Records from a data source

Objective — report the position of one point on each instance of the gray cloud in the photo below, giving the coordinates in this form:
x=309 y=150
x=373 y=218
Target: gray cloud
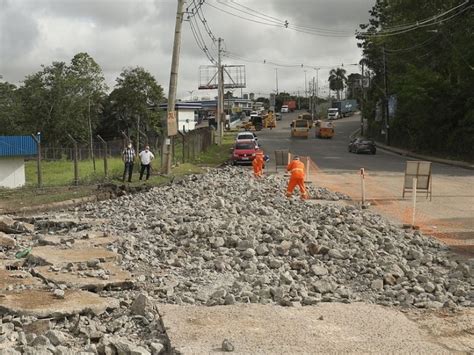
x=124 y=33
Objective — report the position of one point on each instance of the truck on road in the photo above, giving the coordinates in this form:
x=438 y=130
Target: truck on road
x=341 y=109
x=291 y=105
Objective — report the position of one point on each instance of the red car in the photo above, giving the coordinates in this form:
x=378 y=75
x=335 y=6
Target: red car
x=244 y=152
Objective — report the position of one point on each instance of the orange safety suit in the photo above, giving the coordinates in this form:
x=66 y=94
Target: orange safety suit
x=257 y=164
x=296 y=169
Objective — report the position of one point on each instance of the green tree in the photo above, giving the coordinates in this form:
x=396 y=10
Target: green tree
x=428 y=68
x=10 y=110
x=354 y=88
x=56 y=100
x=337 y=80
x=133 y=105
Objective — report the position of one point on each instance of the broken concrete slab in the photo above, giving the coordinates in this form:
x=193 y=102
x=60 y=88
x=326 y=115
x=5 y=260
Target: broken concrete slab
x=43 y=304
x=267 y=329
x=51 y=255
x=6 y=241
x=11 y=226
x=116 y=277
x=89 y=240
x=15 y=278
x=39 y=326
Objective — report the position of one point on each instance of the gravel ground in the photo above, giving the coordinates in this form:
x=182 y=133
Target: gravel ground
x=224 y=238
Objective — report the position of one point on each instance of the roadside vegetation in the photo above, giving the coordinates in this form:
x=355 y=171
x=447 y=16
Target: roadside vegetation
x=58 y=177
x=429 y=72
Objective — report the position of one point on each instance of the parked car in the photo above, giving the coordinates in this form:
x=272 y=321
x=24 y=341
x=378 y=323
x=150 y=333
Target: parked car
x=244 y=152
x=246 y=136
x=362 y=145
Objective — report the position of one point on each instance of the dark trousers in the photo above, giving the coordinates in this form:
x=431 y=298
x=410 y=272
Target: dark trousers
x=142 y=170
x=128 y=167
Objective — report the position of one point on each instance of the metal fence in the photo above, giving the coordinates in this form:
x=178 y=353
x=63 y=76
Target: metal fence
x=186 y=147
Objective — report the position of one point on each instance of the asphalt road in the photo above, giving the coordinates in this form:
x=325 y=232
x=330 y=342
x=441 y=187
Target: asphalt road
x=332 y=154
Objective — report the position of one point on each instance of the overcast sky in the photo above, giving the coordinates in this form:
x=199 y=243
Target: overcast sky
x=123 y=33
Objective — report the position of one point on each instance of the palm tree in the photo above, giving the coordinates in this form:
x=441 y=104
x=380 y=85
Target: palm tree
x=337 y=80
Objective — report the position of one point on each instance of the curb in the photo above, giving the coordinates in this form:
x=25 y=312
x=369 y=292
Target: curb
x=407 y=153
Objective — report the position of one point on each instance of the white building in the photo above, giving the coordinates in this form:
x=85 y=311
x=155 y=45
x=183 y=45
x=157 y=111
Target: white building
x=187 y=114
x=13 y=150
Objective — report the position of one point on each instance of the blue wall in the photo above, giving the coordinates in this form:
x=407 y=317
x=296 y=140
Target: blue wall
x=14 y=146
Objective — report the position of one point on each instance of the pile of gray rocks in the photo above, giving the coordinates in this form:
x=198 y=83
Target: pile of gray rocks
x=224 y=237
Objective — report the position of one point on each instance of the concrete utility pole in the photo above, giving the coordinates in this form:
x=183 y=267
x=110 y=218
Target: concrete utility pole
x=317 y=90
x=171 y=125
x=312 y=101
x=385 y=81
x=220 y=94
x=305 y=86
x=362 y=103
x=276 y=78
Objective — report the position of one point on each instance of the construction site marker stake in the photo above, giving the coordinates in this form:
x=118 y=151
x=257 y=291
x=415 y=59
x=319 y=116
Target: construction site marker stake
x=415 y=182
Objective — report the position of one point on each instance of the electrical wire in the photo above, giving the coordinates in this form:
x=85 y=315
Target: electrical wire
x=283 y=65
x=422 y=22
x=259 y=17
x=413 y=28
x=416 y=46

● **The problem**
Rewrite the listing from its start through the line "x=291 y=105", including the requests but omitting the picture, and give only those lines. Scale each answer coordinate by 1.3 and round it to a whole number, with halves rounding up, but keep the coordinates in the requests and their format samples unchanged.

● **Reply**
Objective — report the position of one point on each instance of the gray cloud in the photo below, giving the coordinates in this form:
x=309 y=150
x=373 y=218
Target: gray cloud
x=161 y=43
Objective — report the position of one point on each instance of the truck on road in the photo above, giving the coordinates in this form:
x=438 y=130
Target: truck on road
x=443 y=142
x=378 y=137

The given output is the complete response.